* Available records

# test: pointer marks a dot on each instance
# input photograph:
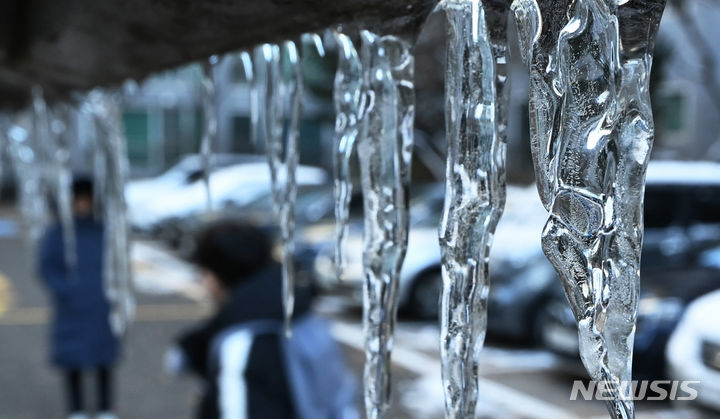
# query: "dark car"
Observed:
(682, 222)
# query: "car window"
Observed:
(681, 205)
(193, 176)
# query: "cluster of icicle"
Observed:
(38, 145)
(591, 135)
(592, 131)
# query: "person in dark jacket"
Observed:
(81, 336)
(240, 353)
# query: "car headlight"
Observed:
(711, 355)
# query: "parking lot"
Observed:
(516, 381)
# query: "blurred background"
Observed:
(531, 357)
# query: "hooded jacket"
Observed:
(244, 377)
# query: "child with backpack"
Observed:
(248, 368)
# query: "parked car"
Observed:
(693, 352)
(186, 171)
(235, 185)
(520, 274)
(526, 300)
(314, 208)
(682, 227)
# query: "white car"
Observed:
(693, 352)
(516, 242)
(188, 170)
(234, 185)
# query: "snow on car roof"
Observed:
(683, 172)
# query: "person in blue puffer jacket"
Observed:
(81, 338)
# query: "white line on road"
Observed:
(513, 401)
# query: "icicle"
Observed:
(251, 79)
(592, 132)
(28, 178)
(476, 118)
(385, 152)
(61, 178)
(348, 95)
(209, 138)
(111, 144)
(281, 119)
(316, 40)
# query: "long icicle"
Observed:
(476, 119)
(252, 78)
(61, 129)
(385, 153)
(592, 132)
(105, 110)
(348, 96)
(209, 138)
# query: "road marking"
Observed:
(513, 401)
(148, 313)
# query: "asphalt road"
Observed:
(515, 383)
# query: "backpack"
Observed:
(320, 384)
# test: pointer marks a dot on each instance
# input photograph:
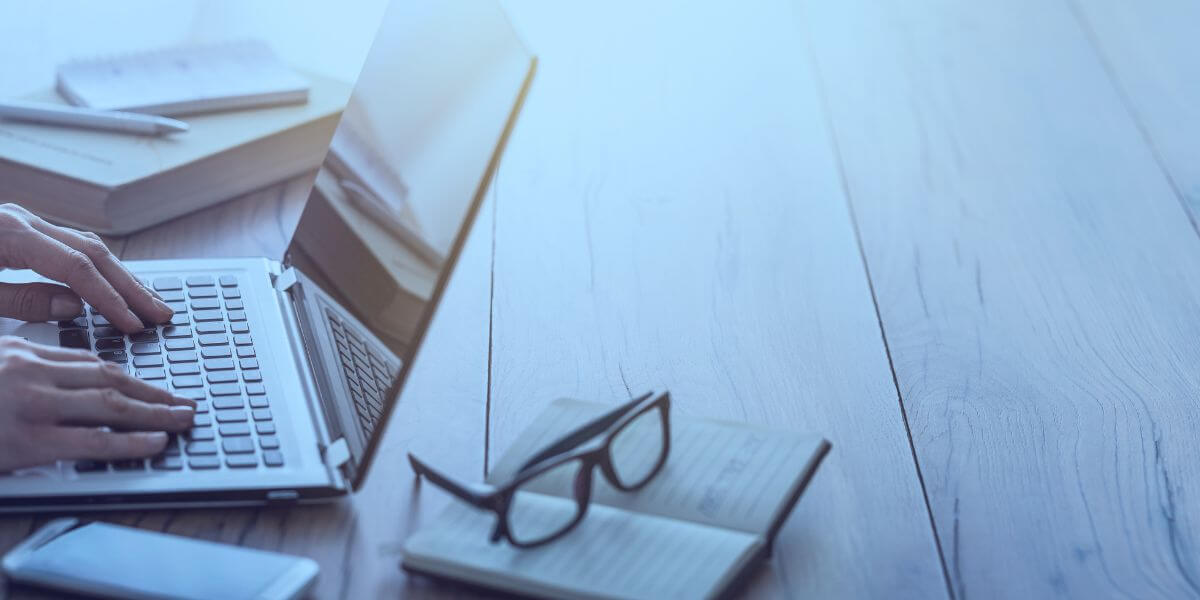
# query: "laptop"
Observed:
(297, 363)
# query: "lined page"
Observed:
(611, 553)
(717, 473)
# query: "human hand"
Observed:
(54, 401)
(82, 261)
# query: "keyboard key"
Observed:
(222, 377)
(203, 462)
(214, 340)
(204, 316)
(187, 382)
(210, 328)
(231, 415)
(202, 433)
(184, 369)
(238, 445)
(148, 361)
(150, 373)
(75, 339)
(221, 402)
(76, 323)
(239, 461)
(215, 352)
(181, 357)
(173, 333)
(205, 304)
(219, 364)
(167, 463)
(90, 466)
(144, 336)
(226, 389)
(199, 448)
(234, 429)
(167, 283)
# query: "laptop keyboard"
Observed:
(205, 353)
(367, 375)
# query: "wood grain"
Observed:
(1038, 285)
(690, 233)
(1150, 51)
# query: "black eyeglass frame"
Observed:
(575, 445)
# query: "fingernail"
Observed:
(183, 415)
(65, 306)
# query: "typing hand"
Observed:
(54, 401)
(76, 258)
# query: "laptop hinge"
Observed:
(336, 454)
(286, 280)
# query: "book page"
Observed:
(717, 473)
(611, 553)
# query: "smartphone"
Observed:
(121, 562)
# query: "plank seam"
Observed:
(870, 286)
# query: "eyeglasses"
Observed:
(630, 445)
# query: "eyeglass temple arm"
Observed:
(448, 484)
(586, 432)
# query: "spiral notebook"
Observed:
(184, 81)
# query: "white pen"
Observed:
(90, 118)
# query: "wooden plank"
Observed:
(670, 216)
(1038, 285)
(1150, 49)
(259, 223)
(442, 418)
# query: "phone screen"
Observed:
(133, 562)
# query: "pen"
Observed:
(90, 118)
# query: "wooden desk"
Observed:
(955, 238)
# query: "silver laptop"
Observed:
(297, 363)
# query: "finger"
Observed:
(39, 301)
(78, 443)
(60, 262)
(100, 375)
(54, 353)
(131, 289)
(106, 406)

* Exercise
Copy each line above precisely, dropping the pictures.

* Result
# test: pointer marks a dot on each instance
# input photograph:
# query: "dark car"
Observed:
(682, 222)
# query: "car window"
Observed:
(681, 205)
(193, 176)
# query: "cluster of icicle"
Observed:
(38, 145)
(591, 135)
(592, 131)
# query: "person in dark jacket"
Observed:
(81, 336)
(240, 353)
# query: "car headlight"
Observed:
(711, 355)
# query: "parking lot"
Observed:
(516, 381)
# query: "blurred background"
Observed:
(531, 357)
# query: "hooded jacket"
Observed:
(244, 377)
# query: "child with backpack"
Observed:
(248, 368)
# query: "parked car"
Observed:
(693, 352)
(186, 171)
(235, 185)
(520, 274)
(526, 300)
(314, 208)
(682, 227)
# query: "white car"
Observed:
(693, 352)
(516, 242)
(188, 170)
(234, 185)
# query: "snow on car roof"
Observed:
(683, 172)
# query: "person in blue puffer jacket"
Observed:
(81, 338)
# query: "white line on road"
Observed:
(513, 401)
# query: "icicle"
Observed:
(251, 79)
(592, 132)
(28, 178)
(476, 118)
(385, 152)
(61, 178)
(348, 95)
(209, 138)
(111, 144)
(281, 119)
(316, 40)
# query: "long icicle"
Observed:
(476, 119)
(252, 78)
(61, 129)
(385, 153)
(592, 132)
(105, 110)
(348, 96)
(209, 138)
# query: "road marking"
Observed:
(513, 401)
(148, 313)
# query: "asphalt road"
Observed:
(515, 383)
# query: "backpack"
Observed:
(320, 384)
# test: pointer marks a dot on each instance
# input photograph:
# query: "laptop"
Observed:
(297, 363)
# query: "lined page"
Observed:
(611, 553)
(717, 473)
# query: "human hand"
Observed:
(54, 401)
(82, 261)
# query: "keyboard key"
Observed:
(222, 377)
(203, 462)
(214, 340)
(204, 316)
(187, 382)
(210, 328)
(231, 415)
(202, 433)
(184, 369)
(238, 445)
(148, 361)
(150, 373)
(75, 339)
(221, 402)
(76, 323)
(239, 461)
(215, 352)
(181, 357)
(173, 333)
(205, 304)
(219, 364)
(167, 463)
(90, 466)
(144, 336)
(226, 389)
(199, 448)
(234, 429)
(167, 283)
# query: "laptop keyboard"
Observed:
(205, 353)
(367, 375)
# query: "wood grain"
Observed:
(1038, 285)
(690, 233)
(1150, 51)
# query: "black eyeglass frame"
Observed:
(575, 445)
# query: "fingernail"
Observed:
(183, 415)
(65, 306)
# query: "typing hand"
Observed:
(54, 401)
(76, 258)
# query: "laptop hinge"
Observed:
(336, 454)
(286, 280)
# query: "book page"
Observed:
(717, 473)
(611, 553)
# query: "smartphone"
Observed:
(121, 562)
# query: "plank seam"
Observed:
(870, 286)
# query: "eyeglasses"
Observed:
(630, 445)
# query: "eyeglass temple arm"
Observed:
(448, 484)
(586, 432)
# query: "spiral notebook"
Observed:
(184, 81)
# query: "white pen"
Observed:
(90, 118)
# query: "wooden plank"
Observed:
(670, 216)
(1038, 285)
(1150, 49)
(259, 223)
(442, 418)
# query: "phone screen"
Observed:
(133, 562)
# query: "pen"
Observed:
(90, 118)
# query: "wooden desk"
Observed:
(955, 238)
# query: "silver laptop"
Observed:
(297, 363)
# query: "finger"
Observed:
(39, 301)
(78, 443)
(60, 262)
(100, 375)
(54, 353)
(131, 289)
(106, 406)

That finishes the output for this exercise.